▶ Task details
Your answer is the listing, printed exactly as given.

= = = = =

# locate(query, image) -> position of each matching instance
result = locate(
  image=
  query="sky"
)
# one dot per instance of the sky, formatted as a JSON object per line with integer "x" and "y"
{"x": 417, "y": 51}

= = = = =

▶ Your response
# locate(query, image) -> position of each matching instance
result = locate(
  image=
  query="sky"
)
# one dot per instance of the sky, formatted as a JSON object per line with integer "x" and "y"
{"x": 417, "y": 51}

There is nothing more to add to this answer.